▸ **What you should do**
Reproduce word for word the part of the records that opens with the line containing "the red tracksuit" and closes with the line containing "Target: red tracksuit jacket". Include both of those lines and nothing beyond them.

▸ **Data entries**
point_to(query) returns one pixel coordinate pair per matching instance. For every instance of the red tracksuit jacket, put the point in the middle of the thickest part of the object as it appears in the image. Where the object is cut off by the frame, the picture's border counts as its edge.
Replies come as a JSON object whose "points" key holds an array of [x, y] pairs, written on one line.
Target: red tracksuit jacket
==
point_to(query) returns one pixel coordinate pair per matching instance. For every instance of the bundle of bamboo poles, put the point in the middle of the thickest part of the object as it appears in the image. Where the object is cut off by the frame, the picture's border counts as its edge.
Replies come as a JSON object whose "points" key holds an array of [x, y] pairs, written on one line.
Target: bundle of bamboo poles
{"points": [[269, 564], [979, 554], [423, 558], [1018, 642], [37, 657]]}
==
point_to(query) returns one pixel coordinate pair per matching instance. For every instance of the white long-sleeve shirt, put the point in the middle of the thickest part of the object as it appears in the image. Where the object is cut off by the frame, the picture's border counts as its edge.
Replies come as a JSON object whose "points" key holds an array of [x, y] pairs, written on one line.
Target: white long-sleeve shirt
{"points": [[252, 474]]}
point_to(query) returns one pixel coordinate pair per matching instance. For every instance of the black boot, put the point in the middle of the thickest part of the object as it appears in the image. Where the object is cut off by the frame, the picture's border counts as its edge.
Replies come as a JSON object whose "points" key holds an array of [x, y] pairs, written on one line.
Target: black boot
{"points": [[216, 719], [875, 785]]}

▸ **Task output**
point_to(query) returns one pixel coordinate pair per matching instance. For every instance of the red tracksuit jacket, put the point in the middle of the thickest part of the object as it appears in the image. Where the object is cut off by the frame, the picture's border counts as its edge.
Replies come as a JSON object whose "points" key holds an array of [x, y] pairs, written on one line.
Target: red tracksuit jacket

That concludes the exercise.